Provided records »
----

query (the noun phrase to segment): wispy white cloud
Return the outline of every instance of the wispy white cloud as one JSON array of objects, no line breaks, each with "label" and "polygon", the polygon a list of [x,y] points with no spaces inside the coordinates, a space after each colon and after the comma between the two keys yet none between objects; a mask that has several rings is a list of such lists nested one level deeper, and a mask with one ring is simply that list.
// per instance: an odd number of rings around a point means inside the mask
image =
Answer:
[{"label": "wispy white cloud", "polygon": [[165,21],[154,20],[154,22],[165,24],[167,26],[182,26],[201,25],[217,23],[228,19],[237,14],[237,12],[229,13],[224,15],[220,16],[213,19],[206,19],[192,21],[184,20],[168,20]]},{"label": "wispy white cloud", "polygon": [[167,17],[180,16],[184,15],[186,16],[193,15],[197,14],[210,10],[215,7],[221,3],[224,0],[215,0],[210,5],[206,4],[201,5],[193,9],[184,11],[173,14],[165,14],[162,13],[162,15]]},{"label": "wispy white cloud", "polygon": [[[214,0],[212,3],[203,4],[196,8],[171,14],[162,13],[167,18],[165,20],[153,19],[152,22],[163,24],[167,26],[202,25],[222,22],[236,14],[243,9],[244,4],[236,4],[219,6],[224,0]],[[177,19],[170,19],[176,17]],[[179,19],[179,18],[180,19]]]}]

----

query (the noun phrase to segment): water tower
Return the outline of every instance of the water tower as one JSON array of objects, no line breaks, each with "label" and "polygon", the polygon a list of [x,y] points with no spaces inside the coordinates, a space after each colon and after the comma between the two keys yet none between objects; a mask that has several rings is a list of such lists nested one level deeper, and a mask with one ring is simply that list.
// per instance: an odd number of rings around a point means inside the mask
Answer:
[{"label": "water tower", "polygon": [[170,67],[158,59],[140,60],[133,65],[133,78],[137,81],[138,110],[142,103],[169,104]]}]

----

Short task » Go through the items above and copy out every line that contains the string "phrase", leaving out all other lines.

Full answer »
query (the noun phrase to segment): wispy white cloud
query (the noun phrase to segment): water tower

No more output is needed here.